Return exactly the lines from the one containing "Q: For the horse's left" through the last line of the records below, both included, and leave out any pictures.

────────

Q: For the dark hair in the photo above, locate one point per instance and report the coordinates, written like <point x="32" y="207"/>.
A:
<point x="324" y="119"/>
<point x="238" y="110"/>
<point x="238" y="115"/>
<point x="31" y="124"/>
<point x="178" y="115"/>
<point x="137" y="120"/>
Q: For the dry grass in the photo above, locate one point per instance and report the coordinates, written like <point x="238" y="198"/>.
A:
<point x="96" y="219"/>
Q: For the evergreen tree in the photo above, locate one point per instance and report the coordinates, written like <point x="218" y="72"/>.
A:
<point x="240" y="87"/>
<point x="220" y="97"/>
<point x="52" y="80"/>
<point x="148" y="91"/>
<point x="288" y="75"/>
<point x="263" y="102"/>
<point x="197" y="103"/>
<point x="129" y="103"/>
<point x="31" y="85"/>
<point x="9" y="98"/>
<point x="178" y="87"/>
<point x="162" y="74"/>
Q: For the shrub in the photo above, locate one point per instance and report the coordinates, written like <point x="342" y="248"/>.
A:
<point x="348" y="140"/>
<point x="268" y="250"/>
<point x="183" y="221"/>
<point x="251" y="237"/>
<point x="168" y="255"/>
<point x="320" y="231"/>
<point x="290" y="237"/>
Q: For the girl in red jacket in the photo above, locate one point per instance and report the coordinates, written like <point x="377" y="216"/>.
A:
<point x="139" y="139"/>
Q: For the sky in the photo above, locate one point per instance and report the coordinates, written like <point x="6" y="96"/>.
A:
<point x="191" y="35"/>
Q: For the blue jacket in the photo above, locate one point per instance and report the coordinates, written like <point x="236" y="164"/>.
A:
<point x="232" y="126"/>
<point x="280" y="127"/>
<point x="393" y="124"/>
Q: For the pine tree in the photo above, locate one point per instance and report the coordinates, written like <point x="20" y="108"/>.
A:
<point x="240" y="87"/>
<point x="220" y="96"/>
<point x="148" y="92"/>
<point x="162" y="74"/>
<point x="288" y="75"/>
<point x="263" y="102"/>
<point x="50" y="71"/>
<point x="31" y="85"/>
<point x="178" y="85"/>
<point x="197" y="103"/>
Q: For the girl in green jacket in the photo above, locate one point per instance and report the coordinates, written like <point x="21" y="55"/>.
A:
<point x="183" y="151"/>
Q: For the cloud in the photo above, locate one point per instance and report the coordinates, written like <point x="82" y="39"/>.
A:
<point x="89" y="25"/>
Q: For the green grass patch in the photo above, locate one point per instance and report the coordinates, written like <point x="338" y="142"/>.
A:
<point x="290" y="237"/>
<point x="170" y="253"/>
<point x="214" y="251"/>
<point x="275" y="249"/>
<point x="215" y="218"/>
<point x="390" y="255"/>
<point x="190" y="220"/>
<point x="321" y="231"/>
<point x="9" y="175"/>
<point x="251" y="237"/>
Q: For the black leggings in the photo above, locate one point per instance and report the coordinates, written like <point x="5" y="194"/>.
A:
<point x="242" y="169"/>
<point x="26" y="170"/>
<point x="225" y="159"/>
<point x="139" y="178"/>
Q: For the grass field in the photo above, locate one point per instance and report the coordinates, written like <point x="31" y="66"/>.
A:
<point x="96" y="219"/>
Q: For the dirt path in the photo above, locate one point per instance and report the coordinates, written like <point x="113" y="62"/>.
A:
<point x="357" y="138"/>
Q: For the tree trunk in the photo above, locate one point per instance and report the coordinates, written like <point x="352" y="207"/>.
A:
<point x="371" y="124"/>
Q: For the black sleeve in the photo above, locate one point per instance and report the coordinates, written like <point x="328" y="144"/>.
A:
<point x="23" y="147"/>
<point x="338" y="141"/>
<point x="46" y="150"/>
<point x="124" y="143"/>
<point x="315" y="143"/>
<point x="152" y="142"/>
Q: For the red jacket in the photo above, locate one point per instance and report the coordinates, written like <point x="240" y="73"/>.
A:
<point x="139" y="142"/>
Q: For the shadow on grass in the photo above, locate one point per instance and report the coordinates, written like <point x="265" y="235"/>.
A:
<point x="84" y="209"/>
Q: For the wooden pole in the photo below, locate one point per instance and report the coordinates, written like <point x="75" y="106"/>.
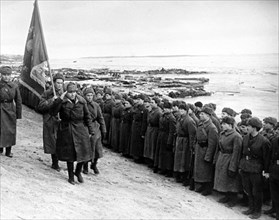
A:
<point x="43" y="40"/>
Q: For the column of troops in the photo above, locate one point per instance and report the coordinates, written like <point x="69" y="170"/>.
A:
<point x="179" y="140"/>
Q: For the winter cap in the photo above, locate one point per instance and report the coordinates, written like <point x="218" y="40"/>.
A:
<point x="255" y="122"/>
<point x="245" y="116"/>
<point x="117" y="96"/>
<point x="270" y="120"/>
<point x="248" y="111"/>
<point x="198" y="104"/>
<point x="71" y="87"/>
<point x="184" y="106"/>
<point x="167" y="104"/>
<point x="212" y="105"/>
<point x="207" y="110"/>
<point x="229" y="111"/>
<point x="88" y="90"/>
<point x="58" y="76"/>
<point x="5" y="70"/>
<point x="228" y="120"/>
<point x="108" y="91"/>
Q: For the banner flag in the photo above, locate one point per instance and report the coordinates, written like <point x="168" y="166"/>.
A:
<point x="35" y="62"/>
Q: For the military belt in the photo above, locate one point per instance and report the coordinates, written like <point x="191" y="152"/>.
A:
<point x="6" y="101"/>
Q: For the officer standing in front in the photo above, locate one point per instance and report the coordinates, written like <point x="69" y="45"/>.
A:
<point x="10" y="110"/>
<point x="51" y="122"/>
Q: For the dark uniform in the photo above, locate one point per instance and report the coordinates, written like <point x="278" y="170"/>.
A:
<point x="99" y="130"/>
<point x="151" y="134"/>
<point x="274" y="175"/>
<point x="137" y="142"/>
<point x="50" y="125"/>
<point x="10" y="111"/>
<point x="255" y="160"/>
<point x="114" y="135"/>
<point x="125" y="131"/>
<point x="164" y="148"/>
<point x="207" y="142"/>
<point x="108" y="104"/>
<point x="185" y="137"/>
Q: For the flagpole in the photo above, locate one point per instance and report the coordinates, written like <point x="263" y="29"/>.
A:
<point x="43" y="40"/>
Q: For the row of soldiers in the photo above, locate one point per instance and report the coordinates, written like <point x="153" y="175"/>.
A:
<point x="190" y="143"/>
<point x="185" y="141"/>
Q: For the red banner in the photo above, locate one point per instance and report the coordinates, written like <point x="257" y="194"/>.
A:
<point x="35" y="62"/>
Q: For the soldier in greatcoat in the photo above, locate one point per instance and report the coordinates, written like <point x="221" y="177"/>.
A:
<point x="10" y="110"/>
<point x="74" y="131"/>
<point x="51" y="122"/>
<point x="207" y="141"/>
<point x="137" y="142"/>
<point x="227" y="179"/>
<point x="108" y="104"/>
<point x="99" y="130"/>
<point x="268" y="132"/>
<point x="99" y="98"/>
<point x="274" y="177"/>
<point x="151" y="134"/>
<point x="125" y="127"/>
<point x="116" y="114"/>
<point x="254" y="161"/>
<point x="185" y="137"/>
<point x="164" y="148"/>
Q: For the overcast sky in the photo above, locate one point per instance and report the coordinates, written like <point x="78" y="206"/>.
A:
<point x="134" y="28"/>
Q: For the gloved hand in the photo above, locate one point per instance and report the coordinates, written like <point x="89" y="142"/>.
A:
<point x="103" y="135"/>
<point x="231" y="174"/>
<point x="169" y="147"/>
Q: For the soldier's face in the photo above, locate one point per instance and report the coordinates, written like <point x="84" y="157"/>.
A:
<point x="250" y="129"/>
<point x="89" y="97"/>
<point x="204" y="116"/>
<point x="71" y="95"/>
<point x="58" y="84"/>
<point x="225" y="126"/>
<point x="6" y="78"/>
<point x="224" y="114"/>
<point x="267" y="126"/>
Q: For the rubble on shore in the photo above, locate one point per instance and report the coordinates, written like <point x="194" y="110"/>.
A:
<point x="150" y="81"/>
<point x="144" y="80"/>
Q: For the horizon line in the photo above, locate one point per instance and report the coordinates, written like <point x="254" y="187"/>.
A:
<point x="172" y="55"/>
<point x="144" y="56"/>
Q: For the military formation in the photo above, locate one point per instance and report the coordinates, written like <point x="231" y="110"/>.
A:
<point x="179" y="140"/>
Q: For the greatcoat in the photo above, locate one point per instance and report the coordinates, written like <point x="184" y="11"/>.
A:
<point x="125" y="131"/>
<point x="50" y="122"/>
<point x="114" y="135"/>
<point x="164" y="146"/>
<point x="186" y="134"/>
<point x="229" y="153"/>
<point x="99" y="128"/>
<point x="73" y="142"/>
<point x="137" y="142"/>
<point x="207" y="142"/>
<point x="108" y="104"/>
<point x="151" y="134"/>
<point x="10" y="111"/>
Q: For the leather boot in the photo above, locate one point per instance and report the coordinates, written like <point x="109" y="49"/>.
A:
<point x="232" y="199"/>
<point x="251" y="206"/>
<point x="8" y="152"/>
<point x="192" y="184"/>
<point x="207" y="189"/>
<point x="85" y="168"/>
<point x="70" y="167"/>
<point x="94" y="166"/>
<point x="78" y="172"/>
<point x="55" y="165"/>
<point x="258" y="200"/>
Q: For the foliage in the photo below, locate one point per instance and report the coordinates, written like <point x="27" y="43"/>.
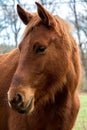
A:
<point x="81" y="123"/>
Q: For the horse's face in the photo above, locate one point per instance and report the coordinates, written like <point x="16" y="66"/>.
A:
<point x="43" y="62"/>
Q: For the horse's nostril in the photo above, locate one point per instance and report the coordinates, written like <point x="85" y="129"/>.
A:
<point x="17" y="101"/>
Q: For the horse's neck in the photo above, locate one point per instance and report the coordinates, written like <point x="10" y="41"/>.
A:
<point x="51" y="114"/>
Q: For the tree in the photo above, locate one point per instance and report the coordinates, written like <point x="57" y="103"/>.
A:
<point x="79" y="19"/>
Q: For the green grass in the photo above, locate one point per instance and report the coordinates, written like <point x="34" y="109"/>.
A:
<point x="81" y="123"/>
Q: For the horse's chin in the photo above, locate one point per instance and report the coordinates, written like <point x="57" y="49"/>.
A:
<point x="28" y="108"/>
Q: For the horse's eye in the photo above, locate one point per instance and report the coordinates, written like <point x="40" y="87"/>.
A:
<point x="39" y="49"/>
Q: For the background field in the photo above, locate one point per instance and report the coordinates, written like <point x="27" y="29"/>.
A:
<point x="81" y="123"/>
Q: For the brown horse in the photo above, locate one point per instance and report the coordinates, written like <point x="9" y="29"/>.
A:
<point x="44" y="85"/>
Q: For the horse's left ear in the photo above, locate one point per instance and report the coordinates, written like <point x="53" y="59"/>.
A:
<point x="45" y="16"/>
<point x="24" y="15"/>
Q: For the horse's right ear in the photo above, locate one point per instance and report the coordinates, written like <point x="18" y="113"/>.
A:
<point x="24" y="15"/>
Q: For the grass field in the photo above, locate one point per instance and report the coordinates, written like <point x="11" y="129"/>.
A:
<point x="81" y="123"/>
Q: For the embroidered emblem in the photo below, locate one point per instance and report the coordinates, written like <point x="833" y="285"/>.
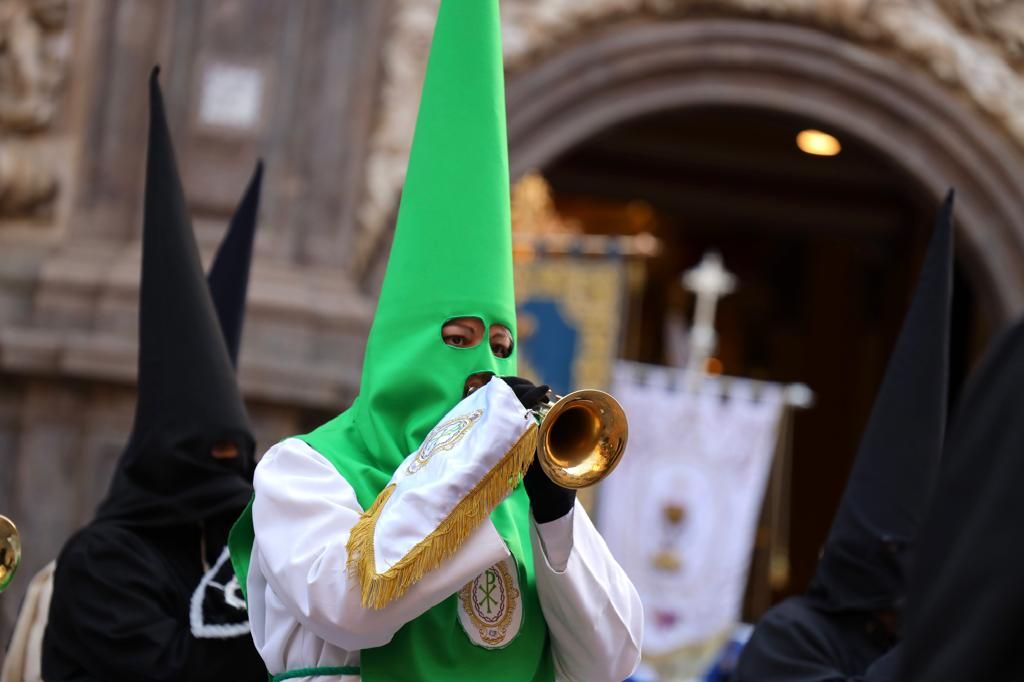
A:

────────

▶ [Answer in full]:
Q: For the horse's left ear in the photo above, locate one point per instance and report the coordinates, written like <point x="53" y="59"/>.
A:
<point x="45" y="16"/>
<point x="24" y="15"/>
Q: For the horse's right ear in the photo above, locate one point per instance and report the coordinates, written like <point x="18" y="113"/>.
A:
<point x="24" y="15"/>
Q: For the grass field in the photo above, locate one point per instance and report the coordinates, written like <point x="11" y="129"/>.
A:
<point x="81" y="123"/>
Q: For the embroidered emblem in the photo below, locate one point per instance and report the coordinates, written like <point x="833" y="285"/>.
A:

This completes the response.